### SUPPLIED DATA
■ ■ ■ ■ ■

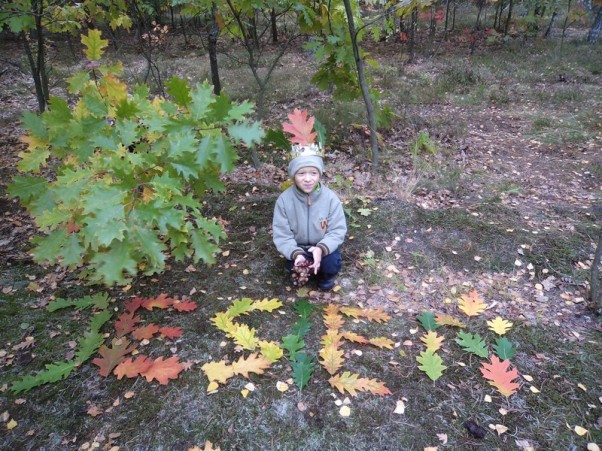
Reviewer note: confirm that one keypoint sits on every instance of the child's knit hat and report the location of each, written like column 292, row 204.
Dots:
column 305, row 152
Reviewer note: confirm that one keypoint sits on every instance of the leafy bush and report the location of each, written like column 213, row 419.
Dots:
column 115, row 180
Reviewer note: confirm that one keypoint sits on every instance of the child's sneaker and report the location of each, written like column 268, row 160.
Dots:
column 326, row 282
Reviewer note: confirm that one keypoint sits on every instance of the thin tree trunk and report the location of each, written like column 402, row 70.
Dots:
column 213, row 36
column 274, row 26
column 595, row 276
column 596, row 29
column 551, row 24
column 412, row 37
column 359, row 63
column 564, row 25
column 509, row 17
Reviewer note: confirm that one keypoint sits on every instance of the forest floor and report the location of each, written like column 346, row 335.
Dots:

■ ■ ■ ■ ■

### STATED EXERCISE
Reproduce word for word the part of the items above that opens with the line containing "213, row 419." and closes with the line containing "column 326, row 282", both of those lines included.

### WRITTEN SOLUTION
Reviewer note: confirm that one keypoint sits on every instance of the leafy bush and report the location of each, written like column 213, row 419.
Dots:
column 115, row 180
Reviewer note: confirm that one keypoint sits on every instance of the child's sneaker and report the location of each, written like column 268, row 160.
Dots:
column 326, row 282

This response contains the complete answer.